** Aim of the exercise **
A faithful copy of all the data is the goal; omit the pictures.

** Material for the task **
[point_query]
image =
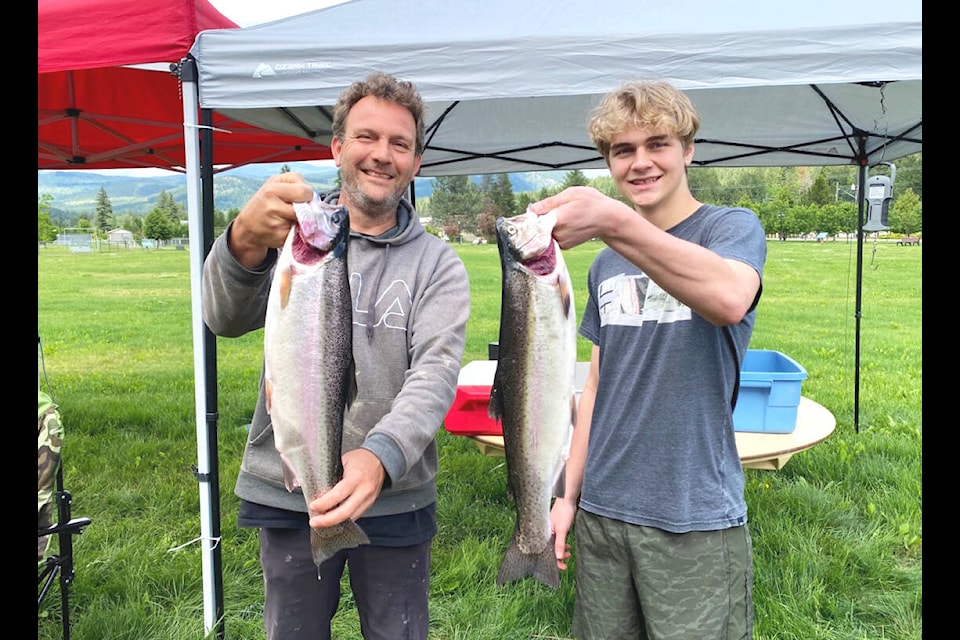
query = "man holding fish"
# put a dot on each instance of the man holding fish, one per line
(653, 480)
(408, 305)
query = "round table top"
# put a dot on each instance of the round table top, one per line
(815, 423)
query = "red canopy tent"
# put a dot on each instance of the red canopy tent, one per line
(96, 112)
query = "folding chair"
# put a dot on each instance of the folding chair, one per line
(53, 500)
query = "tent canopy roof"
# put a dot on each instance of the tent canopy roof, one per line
(509, 85)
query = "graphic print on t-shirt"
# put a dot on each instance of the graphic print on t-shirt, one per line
(630, 300)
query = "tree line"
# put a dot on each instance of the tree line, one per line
(790, 201)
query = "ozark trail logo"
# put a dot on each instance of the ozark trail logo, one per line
(284, 68)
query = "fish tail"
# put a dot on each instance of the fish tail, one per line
(541, 566)
(326, 542)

** Finished exercise **
[point_query]
image =
query = "man holding fish"
# put a dot on each instance of the man holding fish, one per line
(653, 480)
(408, 305)
query = "round table top"
# put a dot on each instance of the round table top, one per line
(815, 423)
query = "red canopy tent"
# put a dot on each instance of the red canopy tent, one per line
(96, 112)
query = "folding chair"
# put a dot on each instance of the folding chair, one per line
(53, 500)
query = "tent canopy roof"
# put a dot on each instance of the tent canopy roof, one per line
(509, 85)
query = "graphic print on t-shirt"
# put a dot on each instance of the graphic print on t-shirt, one per line
(630, 300)
query = "tree line"
# put a dot on each instance of the tree line, one per line
(790, 201)
query = "ozark trail logo"
# put a dot on each instance of the ozark trail logo, one per line
(284, 68)
query = "fish tail"
# put a dot on each instance of the fish tail, one per line
(541, 566)
(326, 542)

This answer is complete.